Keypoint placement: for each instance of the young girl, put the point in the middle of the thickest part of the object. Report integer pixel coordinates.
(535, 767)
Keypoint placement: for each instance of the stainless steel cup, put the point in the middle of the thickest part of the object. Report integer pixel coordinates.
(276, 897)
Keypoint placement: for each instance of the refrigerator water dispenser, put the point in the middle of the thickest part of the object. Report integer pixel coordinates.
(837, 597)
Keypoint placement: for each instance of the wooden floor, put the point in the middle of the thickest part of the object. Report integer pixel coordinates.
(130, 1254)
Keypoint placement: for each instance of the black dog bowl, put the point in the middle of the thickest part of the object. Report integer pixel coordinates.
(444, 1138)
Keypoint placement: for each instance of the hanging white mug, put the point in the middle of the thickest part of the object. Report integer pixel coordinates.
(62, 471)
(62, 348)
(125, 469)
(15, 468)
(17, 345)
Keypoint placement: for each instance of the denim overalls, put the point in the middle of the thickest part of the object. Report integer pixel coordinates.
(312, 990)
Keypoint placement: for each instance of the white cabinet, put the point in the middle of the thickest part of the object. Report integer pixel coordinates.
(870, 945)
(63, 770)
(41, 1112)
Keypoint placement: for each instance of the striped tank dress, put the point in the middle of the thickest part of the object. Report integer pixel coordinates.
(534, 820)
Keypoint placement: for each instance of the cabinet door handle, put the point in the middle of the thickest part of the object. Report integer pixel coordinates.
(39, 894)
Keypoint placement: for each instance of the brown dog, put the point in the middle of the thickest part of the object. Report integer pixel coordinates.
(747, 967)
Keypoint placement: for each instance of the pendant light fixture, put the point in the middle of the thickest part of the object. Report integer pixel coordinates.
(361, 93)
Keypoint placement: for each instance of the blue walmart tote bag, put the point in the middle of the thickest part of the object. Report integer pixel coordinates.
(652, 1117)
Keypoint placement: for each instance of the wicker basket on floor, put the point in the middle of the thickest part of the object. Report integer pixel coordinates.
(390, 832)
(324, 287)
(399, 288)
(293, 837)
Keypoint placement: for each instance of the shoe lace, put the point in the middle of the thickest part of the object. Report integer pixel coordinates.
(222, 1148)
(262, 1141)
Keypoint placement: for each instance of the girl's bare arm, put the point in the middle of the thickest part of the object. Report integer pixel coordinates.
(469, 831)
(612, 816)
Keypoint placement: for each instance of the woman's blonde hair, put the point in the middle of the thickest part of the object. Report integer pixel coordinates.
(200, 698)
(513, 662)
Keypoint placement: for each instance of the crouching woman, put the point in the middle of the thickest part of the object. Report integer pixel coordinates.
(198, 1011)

■ AIM OF THE EXERCISE:
Give the lines from the one containing "Keypoint placement: for each instance of the crouching" through the end of the entries again, exactly as written and with no other lines.

■ OUTPUT FOR THIS EXERCISE:
Keypoint placement: for each instance of the crouching woman, put the point in the middle of the thickest part of the object. Report integer pixel coordinates.
(198, 1011)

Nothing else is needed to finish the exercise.